## WORK INSTRUCTIONS
Gather and copy out each row that contains the string "every", matching case exactly.

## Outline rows
+---+

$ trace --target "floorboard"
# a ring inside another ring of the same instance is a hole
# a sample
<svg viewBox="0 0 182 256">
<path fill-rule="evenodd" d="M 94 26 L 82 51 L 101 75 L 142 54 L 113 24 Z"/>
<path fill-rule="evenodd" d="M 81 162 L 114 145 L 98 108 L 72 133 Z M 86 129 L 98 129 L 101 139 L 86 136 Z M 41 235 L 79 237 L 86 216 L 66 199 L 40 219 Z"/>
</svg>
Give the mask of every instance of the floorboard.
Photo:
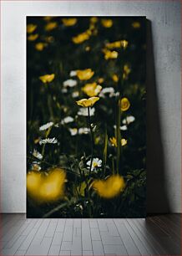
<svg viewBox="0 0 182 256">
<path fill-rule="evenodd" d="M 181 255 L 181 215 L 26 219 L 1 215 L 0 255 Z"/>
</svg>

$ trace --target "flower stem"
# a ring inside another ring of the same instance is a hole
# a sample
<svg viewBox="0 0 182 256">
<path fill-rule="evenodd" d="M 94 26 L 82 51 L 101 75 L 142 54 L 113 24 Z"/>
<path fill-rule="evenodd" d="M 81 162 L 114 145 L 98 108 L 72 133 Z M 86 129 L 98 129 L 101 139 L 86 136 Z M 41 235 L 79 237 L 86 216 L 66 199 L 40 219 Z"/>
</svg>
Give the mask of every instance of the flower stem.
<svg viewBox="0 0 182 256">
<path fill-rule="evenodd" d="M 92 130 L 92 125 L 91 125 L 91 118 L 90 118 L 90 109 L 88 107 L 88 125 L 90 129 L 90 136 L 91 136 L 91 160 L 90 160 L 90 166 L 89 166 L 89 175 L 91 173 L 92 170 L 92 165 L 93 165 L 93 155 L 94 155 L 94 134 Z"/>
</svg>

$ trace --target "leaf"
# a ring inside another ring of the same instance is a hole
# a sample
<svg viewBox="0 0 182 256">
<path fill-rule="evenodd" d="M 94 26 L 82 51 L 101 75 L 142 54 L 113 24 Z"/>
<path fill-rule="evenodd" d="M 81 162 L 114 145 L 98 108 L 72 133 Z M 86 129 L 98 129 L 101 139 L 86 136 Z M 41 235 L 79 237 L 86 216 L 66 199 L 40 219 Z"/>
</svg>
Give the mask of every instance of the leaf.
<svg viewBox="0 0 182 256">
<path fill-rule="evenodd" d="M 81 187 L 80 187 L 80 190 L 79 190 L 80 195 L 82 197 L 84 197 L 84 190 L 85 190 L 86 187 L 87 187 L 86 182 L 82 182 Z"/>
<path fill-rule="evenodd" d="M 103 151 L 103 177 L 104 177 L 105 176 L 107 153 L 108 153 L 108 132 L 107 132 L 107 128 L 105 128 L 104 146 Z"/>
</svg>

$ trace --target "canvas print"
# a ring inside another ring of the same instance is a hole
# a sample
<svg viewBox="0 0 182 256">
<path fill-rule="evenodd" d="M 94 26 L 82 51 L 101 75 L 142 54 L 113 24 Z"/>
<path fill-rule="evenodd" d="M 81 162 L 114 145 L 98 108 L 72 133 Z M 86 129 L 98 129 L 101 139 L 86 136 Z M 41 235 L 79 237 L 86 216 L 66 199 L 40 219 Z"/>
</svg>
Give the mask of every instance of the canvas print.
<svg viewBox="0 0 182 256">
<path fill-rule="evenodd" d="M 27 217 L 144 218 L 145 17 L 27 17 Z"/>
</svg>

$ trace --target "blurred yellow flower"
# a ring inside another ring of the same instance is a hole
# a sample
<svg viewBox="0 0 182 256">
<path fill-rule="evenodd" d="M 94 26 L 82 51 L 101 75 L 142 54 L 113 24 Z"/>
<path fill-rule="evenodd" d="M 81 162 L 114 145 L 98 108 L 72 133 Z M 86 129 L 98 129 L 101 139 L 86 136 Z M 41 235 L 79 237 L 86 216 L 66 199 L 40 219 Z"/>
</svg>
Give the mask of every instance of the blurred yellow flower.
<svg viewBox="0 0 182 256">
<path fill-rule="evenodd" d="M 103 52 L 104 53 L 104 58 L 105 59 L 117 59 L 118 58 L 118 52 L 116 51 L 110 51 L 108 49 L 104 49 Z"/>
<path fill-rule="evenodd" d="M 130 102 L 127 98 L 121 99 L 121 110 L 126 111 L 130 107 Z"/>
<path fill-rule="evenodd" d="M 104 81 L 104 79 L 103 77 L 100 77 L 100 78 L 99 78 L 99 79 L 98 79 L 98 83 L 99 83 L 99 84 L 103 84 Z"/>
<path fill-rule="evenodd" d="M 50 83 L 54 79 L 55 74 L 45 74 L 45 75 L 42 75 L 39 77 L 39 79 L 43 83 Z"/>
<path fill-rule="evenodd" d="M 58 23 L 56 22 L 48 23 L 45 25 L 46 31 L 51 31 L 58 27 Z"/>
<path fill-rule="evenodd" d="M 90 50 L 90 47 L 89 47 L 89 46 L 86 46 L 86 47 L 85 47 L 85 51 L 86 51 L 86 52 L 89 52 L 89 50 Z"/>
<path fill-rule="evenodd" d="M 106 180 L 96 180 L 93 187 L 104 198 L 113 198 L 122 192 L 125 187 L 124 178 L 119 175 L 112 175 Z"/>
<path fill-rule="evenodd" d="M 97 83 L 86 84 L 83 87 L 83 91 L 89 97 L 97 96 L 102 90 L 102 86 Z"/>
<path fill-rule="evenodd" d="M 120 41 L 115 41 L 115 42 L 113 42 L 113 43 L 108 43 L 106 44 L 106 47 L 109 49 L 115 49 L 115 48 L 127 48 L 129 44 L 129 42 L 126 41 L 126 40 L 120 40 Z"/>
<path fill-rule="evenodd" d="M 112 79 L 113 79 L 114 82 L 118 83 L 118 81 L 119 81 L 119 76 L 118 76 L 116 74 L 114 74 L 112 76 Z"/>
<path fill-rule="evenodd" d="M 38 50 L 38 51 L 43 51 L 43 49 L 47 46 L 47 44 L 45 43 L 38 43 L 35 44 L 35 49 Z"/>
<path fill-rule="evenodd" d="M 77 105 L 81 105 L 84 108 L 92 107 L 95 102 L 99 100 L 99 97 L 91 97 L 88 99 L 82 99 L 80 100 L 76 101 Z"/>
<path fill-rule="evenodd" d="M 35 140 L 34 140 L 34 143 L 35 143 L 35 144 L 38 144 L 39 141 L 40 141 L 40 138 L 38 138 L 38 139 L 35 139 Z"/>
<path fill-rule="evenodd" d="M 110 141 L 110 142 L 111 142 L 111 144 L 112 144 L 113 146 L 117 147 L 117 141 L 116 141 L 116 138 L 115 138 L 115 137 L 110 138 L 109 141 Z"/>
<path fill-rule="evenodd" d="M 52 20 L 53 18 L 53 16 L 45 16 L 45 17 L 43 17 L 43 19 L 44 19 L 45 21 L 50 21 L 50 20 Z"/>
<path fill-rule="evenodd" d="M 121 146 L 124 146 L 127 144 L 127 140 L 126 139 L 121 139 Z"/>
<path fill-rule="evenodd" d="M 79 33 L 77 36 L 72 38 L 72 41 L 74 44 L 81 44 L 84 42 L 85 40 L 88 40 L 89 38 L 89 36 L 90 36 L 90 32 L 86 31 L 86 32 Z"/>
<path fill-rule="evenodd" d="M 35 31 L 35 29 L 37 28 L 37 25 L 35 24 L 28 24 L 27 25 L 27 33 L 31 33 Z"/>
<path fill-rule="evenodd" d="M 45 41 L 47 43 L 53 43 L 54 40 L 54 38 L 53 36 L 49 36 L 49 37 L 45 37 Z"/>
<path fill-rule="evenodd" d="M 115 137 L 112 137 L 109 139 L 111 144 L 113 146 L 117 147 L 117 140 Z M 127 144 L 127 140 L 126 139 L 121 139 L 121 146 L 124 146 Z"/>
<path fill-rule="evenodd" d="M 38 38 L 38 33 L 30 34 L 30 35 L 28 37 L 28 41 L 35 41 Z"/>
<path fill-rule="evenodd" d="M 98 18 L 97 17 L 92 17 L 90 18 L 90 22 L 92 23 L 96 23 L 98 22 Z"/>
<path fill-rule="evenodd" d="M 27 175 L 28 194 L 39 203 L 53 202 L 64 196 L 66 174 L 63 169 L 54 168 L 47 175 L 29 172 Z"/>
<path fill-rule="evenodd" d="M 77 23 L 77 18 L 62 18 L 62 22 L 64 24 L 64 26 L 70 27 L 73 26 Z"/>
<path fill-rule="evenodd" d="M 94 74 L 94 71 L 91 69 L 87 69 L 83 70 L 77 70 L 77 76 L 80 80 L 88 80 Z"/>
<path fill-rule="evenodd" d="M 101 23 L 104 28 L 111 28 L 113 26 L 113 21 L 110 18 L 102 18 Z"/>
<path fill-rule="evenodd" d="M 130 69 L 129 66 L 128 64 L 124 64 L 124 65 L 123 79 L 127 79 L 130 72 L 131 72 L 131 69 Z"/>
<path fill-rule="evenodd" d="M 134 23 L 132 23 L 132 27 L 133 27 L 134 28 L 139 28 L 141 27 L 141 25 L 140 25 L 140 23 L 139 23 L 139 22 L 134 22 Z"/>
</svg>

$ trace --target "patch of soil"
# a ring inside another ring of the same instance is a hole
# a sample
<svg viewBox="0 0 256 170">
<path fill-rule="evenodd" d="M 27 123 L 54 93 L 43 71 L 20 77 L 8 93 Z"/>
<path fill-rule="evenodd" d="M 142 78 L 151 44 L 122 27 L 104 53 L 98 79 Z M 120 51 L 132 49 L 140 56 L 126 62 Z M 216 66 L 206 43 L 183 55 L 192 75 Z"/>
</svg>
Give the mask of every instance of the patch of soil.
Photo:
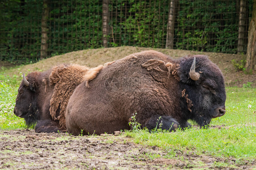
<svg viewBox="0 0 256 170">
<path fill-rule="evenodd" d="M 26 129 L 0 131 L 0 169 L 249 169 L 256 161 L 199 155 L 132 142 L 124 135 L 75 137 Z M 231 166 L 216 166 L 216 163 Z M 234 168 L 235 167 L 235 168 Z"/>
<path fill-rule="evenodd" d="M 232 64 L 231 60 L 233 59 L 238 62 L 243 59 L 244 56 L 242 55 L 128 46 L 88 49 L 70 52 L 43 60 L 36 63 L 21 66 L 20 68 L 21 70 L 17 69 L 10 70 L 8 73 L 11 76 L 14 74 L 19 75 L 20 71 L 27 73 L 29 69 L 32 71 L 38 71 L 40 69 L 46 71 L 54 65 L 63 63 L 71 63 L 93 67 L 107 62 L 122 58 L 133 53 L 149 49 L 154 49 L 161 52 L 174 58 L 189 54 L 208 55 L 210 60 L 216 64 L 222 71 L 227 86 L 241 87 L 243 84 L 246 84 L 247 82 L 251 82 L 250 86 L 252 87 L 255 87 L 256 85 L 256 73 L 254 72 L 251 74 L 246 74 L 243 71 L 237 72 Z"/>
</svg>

+---+

## EXERCISE OUTPUT
Give the mask of every instance of the floorboard.
Give the mask of every instance of the flower stem.
Give the mask of every instance of the leaf.
Give the mask of every instance of the canvas print.
Give the mask of every instance of the blurred yellow flower.
Give the mask of every instance of the patch of soil.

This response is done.